= SUPPLIED RECORDS =
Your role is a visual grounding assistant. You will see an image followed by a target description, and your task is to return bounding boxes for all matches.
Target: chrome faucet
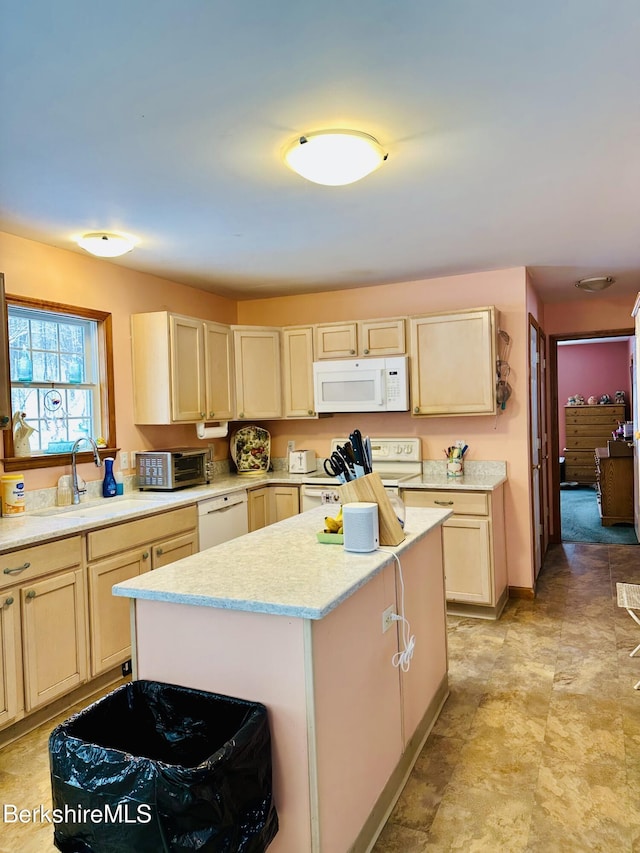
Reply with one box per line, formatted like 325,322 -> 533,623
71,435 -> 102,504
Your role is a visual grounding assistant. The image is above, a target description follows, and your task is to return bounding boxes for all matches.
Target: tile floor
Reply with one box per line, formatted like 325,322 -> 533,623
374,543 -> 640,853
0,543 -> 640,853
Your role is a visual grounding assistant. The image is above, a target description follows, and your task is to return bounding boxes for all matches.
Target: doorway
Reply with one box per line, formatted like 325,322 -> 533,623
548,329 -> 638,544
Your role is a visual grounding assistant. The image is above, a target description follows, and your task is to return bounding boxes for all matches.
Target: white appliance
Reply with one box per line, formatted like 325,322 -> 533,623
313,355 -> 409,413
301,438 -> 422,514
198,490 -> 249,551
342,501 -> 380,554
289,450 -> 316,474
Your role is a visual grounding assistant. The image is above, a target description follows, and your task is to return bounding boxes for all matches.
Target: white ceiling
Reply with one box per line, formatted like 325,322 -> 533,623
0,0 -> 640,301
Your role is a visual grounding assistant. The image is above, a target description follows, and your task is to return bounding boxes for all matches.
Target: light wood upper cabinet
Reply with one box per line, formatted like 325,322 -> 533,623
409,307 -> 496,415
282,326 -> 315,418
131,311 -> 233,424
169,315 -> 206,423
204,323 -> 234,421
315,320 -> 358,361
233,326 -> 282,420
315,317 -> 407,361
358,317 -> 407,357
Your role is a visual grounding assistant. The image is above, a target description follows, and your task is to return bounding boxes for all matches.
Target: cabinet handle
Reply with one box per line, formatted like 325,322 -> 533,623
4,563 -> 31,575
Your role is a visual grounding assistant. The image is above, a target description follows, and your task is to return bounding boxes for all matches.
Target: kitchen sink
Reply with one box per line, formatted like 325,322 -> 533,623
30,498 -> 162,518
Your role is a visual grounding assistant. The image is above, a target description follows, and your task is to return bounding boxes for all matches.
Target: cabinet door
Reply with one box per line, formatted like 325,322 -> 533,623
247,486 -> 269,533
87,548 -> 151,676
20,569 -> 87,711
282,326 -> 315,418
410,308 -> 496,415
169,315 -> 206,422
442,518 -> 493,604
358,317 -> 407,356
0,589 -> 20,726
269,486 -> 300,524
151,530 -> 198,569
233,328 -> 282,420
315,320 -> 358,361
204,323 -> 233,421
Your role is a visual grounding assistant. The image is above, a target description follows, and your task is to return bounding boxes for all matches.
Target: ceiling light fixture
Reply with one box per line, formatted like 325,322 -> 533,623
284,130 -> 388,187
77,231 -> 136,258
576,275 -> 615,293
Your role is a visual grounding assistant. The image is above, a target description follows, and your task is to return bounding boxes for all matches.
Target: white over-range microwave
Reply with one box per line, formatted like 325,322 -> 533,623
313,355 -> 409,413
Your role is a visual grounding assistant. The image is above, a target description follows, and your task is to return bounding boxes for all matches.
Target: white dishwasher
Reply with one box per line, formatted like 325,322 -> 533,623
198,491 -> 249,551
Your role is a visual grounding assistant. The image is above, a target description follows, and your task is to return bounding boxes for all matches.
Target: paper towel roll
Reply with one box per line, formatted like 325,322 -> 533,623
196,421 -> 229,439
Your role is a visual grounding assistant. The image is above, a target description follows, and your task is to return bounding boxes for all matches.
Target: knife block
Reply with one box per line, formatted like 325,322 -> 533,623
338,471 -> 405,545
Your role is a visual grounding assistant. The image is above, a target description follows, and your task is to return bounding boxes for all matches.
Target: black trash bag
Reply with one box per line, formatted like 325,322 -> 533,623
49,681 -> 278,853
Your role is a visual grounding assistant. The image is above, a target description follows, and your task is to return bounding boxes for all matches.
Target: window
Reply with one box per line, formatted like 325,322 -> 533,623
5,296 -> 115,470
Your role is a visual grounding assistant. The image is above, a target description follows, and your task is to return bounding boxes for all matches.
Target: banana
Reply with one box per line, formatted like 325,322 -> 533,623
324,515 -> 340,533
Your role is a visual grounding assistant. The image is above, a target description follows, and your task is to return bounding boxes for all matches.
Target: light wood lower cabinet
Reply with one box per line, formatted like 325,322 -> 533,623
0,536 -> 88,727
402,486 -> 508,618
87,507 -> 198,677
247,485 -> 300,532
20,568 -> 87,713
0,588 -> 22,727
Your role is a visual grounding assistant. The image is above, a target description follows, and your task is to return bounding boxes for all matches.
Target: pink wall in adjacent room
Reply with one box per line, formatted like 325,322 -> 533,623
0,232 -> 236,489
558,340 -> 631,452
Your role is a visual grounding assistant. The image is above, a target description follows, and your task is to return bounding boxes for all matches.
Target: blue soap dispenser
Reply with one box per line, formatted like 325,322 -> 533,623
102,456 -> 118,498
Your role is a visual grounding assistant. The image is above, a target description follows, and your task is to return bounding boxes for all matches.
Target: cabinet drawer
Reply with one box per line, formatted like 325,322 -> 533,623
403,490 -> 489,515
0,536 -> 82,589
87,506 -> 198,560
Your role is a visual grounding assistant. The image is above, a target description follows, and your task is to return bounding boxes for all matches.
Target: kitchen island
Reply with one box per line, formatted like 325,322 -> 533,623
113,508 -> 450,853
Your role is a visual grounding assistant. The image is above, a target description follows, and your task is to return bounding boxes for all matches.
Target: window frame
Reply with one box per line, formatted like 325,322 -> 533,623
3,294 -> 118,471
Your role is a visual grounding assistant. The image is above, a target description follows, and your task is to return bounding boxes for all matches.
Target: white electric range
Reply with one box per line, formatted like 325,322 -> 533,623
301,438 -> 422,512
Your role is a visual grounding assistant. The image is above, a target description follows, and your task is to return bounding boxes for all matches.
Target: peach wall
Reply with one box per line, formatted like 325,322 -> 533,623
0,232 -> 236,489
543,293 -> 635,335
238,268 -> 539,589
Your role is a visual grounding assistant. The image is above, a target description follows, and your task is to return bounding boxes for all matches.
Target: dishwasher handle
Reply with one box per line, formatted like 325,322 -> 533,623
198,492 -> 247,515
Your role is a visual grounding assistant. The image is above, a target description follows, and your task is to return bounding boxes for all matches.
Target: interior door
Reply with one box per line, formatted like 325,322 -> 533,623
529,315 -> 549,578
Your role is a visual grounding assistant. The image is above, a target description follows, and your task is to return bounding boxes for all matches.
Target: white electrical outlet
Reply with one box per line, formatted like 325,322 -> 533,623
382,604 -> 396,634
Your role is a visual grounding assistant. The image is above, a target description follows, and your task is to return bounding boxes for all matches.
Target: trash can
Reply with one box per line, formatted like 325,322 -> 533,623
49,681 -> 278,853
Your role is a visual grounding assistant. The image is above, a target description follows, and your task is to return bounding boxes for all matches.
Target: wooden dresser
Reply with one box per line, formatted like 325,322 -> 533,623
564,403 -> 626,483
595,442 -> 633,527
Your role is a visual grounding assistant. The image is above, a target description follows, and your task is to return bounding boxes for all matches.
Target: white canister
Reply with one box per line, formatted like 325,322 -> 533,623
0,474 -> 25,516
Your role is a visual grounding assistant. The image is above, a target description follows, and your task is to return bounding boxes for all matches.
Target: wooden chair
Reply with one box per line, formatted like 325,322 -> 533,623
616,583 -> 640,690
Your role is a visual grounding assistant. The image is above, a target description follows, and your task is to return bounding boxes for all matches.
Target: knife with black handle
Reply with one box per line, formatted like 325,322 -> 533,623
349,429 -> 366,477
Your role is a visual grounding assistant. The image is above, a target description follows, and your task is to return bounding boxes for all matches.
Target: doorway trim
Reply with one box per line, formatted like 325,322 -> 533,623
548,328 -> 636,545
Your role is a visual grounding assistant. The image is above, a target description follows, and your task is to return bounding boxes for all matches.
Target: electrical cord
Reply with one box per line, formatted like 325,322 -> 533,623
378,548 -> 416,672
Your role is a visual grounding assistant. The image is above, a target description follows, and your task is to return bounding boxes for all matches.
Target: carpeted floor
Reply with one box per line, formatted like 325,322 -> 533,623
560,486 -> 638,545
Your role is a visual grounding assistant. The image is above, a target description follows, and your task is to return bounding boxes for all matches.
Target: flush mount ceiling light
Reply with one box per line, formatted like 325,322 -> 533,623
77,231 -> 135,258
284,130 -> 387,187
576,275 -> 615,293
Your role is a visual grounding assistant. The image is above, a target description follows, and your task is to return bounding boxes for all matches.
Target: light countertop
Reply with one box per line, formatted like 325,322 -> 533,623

---

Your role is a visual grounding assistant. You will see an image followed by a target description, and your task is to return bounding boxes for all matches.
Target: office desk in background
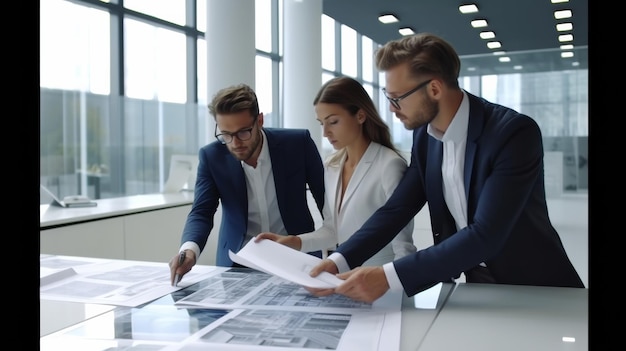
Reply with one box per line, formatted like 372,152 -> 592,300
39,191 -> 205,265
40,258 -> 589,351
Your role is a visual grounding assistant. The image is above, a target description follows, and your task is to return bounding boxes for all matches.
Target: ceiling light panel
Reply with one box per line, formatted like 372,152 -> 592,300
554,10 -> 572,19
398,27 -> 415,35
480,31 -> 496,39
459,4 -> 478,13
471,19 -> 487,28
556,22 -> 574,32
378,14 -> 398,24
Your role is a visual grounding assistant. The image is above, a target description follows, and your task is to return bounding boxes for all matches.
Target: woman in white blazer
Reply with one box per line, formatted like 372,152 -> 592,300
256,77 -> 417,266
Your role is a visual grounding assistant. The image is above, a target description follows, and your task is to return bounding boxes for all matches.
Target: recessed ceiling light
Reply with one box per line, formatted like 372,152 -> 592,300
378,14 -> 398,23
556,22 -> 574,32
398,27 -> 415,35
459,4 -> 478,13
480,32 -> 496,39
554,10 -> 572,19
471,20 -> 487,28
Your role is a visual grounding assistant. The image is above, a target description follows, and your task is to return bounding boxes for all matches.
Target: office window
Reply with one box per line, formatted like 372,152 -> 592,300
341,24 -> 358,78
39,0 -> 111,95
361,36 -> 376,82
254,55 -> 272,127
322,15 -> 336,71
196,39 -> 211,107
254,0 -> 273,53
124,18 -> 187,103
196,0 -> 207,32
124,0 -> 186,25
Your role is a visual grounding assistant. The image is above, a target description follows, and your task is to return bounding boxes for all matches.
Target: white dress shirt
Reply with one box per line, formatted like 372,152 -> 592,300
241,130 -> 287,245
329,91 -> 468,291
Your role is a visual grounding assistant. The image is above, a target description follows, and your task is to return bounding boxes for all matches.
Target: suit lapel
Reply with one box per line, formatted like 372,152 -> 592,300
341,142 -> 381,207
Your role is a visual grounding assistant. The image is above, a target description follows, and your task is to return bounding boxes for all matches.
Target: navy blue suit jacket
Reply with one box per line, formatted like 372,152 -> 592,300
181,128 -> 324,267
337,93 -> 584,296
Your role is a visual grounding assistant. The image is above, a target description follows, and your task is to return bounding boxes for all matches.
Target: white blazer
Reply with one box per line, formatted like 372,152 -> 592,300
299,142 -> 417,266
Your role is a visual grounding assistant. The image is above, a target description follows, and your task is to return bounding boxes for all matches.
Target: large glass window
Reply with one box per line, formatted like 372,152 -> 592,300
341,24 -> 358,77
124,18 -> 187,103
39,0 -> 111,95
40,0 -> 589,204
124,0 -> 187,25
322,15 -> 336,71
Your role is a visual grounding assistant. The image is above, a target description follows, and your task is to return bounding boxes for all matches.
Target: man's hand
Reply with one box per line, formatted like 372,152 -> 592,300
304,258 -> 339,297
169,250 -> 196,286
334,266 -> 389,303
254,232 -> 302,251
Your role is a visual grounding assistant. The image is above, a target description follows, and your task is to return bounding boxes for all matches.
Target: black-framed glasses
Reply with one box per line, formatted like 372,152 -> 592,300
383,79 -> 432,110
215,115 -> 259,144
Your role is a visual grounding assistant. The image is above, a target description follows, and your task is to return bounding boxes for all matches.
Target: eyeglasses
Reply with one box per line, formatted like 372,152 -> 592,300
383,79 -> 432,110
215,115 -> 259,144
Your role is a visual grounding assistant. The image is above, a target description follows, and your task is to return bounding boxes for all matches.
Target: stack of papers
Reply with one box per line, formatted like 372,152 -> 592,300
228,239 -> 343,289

= WHAT THE TASK REQUIRES =
List every line of the entries above that contains the word "blazer", treating uppercase and lowercase as different.

= OUTPUT FOR THIS EXERCISE =
Target: woman in white blazer
Target: white blazer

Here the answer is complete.